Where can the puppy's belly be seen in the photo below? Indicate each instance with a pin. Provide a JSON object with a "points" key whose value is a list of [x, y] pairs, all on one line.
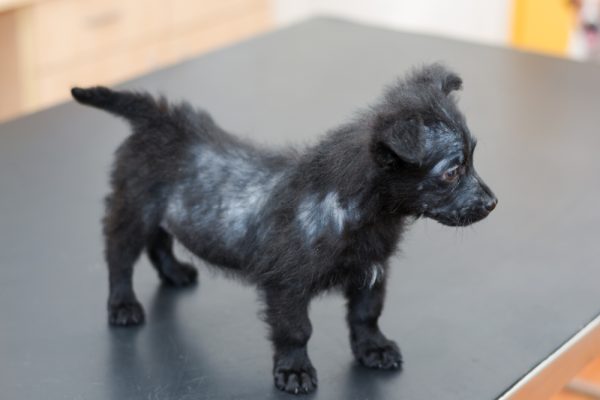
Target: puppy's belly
{"points": [[207, 246]]}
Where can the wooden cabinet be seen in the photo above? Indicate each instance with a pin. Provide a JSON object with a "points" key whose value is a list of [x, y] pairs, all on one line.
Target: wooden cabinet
{"points": [[47, 46]]}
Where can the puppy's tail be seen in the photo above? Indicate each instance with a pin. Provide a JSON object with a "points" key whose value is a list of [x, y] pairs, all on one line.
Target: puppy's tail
{"points": [[129, 105]]}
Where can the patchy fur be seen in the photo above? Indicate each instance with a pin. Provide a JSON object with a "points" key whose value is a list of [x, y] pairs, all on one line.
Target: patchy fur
{"points": [[295, 224]]}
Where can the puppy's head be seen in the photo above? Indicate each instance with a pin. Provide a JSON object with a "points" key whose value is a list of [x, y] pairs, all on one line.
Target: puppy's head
{"points": [[424, 150]]}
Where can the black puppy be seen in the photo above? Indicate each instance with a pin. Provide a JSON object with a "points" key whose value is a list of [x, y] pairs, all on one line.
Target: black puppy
{"points": [[295, 224]]}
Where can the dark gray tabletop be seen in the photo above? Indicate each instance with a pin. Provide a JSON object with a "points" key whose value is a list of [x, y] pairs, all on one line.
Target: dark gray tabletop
{"points": [[473, 309]]}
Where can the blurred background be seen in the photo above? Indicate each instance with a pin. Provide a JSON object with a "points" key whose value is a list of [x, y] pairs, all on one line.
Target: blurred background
{"points": [[47, 46]]}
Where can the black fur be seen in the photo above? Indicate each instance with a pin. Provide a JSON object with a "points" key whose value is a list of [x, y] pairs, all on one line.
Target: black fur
{"points": [[295, 224]]}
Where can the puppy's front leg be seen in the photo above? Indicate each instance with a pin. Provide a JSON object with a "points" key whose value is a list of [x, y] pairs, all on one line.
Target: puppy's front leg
{"points": [[287, 315], [370, 347]]}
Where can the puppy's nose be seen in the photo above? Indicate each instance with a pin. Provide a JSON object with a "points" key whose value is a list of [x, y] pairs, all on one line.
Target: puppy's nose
{"points": [[491, 204]]}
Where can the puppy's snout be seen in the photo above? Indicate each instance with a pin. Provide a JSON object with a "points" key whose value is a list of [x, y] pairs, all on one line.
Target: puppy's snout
{"points": [[490, 204]]}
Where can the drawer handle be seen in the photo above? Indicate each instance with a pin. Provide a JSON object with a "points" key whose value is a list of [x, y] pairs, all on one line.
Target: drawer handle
{"points": [[103, 19]]}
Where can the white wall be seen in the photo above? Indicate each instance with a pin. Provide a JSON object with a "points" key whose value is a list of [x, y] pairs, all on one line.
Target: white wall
{"points": [[485, 21]]}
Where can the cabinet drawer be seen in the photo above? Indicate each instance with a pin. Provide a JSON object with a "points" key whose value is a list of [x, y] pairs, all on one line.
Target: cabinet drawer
{"points": [[55, 86], [68, 31]]}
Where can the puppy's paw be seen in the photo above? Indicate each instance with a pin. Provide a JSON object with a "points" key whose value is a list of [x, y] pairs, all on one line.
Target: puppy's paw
{"points": [[295, 380], [180, 275], [385, 355], [125, 314]]}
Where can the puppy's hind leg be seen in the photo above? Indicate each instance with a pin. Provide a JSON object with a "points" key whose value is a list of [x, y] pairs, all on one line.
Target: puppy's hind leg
{"points": [[124, 235], [170, 270]]}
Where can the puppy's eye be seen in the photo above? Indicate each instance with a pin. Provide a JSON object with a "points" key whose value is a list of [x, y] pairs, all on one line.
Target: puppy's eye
{"points": [[452, 174]]}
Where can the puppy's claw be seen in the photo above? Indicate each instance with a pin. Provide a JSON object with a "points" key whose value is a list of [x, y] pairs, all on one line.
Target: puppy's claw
{"points": [[385, 355], [295, 381]]}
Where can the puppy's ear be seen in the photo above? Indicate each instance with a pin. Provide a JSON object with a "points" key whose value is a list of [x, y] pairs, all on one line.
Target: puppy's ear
{"points": [[440, 77], [398, 142]]}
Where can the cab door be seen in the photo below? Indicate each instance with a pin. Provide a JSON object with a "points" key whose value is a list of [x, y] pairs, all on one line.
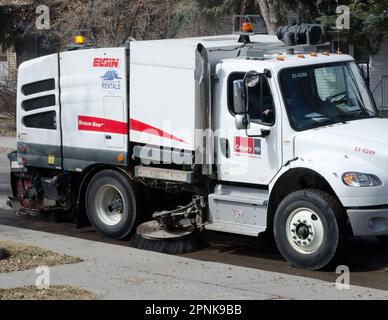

***

## What this task involves
Could you recast every one of the items above as a numbered list, skipping any blank lines and leaving the pictures out?

## Written response
1. Where can the puppy's belly be seen in the photo below? Indicate each instance with a pin. Provide a JSON object with a "points" key whose value is a list of [x, y] pairs, all on one line.
2. Target: puppy's belly
3. {"points": [[207, 246]]}
4. Where can the wooden cabinet be seen in the photo above? Indicate each instance with a pin. Provide a JSON object with a "points" key whose value is a list of [x, y] pairs, all on one line.
5. Target: wooden cabinet
6. {"points": [[47, 46]]}
7. Where can the puppy's tail be seen in the photo above? Indicate each instance with a pin. Provide a JSON object with a "points" key whose value is a list of [x, y] pairs, all on one line.
8. Target: puppy's tail
9. {"points": [[129, 105]]}
10. Where can the patchy fur be seen in the photo above? Indicate each instance with a pin. Provide a JSON object with a "points" key whose value is a list of [x, y] pairs, all on one line.
11. Target: patchy fur
12. {"points": [[295, 224]]}
13. Where can the puppy's head be seen in the photo above? Indicate each instance with a pin. Provide a JSON object with a "points" key whose value is a list of [x, y] pairs, all on one line.
14. Target: puppy's head
15. {"points": [[424, 150]]}
16. Where can the black puppy be seen in the photo above? Indicate each instance with a pin. Provide a JSON object with a "points" key whose value is a list of [x, y] pairs, all on one line.
17. Target: black puppy
18. {"points": [[295, 224]]}
19. Where can the dark gray tabletop be seen in the photo above? Indicate each instance with a pin. Provide a JSON object with a "points" key whose value is a list of [x, y] pairs, all on one line.
20. Target: dark gray tabletop
21. {"points": [[473, 309]]}
22. Where can the blurred background be seen in the photo above? Indicate each instance with a pin. Provide a JSON object with a "points" key whose value is a list of [x, y] pairs, all on one line.
23. Target: blurred background
24. {"points": [[47, 46]]}
25. Where can the black fur be seen in the photo above? Indicate each instance with a pin. Provide a JSON object with a "points" key whose value is a list of [x, y] pairs, all on one line.
26. Target: black fur
27. {"points": [[295, 224]]}
28. Where can the puppy's front leg be seen in the photo above? Indicate each instance with a pin. Provide a JSON object with a "points" key whose value is a list of [x, y] pairs, all on one line.
29. Target: puppy's front leg
30. {"points": [[287, 315], [370, 347]]}
31. Where can the puppy's nose be seen in the photo above? Indicate each instance with a pin. Provide a JSON object with a "points" key whose value is a list of [x, y] pairs, all on one line.
32. Target: puppy's nose
33. {"points": [[491, 204]]}
34. Where can the puppy's snout be seen in the photo above? Indicate each instance with a pin. Provide a JSON object with a "points" key whose value is a list of [x, y] pairs, all on one line.
35. Target: puppy's snout
36. {"points": [[490, 204]]}
37. Where can the drawer handle be seen in the photo above? Indicate each instance with a pin. Provide a JSON object with a "points" key whose value is a list of [x, y] pairs, all on one line.
38. Target: drawer handle
39. {"points": [[103, 19]]}
40. Where can the white wall be seen in the photo above? Indicate each instance with a pin. Provide a JSON object with a "points" key whose value is a list of [x, y] pairs, all on one line.
41. Target: white wall
42. {"points": [[485, 21]]}
43. Where can the cabinet drawer be seen in the photo above? Indicate each instance with a pin. Provide a JSON object with a "points" key whose value is a list of [x, y] pairs, all on one line.
44. Target: cabinet drawer
45. {"points": [[55, 86], [68, 31]]}
46. Where can the puppy's paw be seen in the photo above? Indicate each instance with a pin. Provide a JSON object with a "points" key whose value is a list of [x, y] pairs, all on one line.
47. Target: puppy's paw
48. {"points": [[295, 380], [180, 275], [385, 355], [125, 314]]}
49. Where can the puppy's hind leg be seen in the photo above? Indicate each instance with a pin. Provide a JSON object with a "points" key whose value is a list of [x, y] pairs, all on one line.
50. Target: puppy's hind leg
51. {"points": [[124, 235], [170, 270]]}
52. Where can the puppy's eye be seen in the photo above? Indicate each instance with a pin. Provide a JSON object with a "points" key whose value is a list of [x, y] pairs, all on one line.
53. Target: puppy's eye
54. {"points": [[452, 174]]}
55. Where can the puppy's claw be seen in the photo above? Indicate each instance with a pin. Provide a JSON object with a "points" key whose value is a list of [x, y] pairs, all on one line.
56. Target: puppy's claw
57. {"points": [[385, 355], [295, 381]]}
58. Where can the puppy's ear be seen in the photo above? Indicate each instance with a pin. Provide a JSON object with a "points" key whose value is a list of [x, y] pairs, all on one line.
59. Target: puppy's ear
60. {"points": [[440, 77], [398, 142]]}
61. Where can the cab door be seen in the photo below? Indicate each instance with a pin. Provide a JSON object with a "points" key whose value is a list of [x, y] pairs, all on one line.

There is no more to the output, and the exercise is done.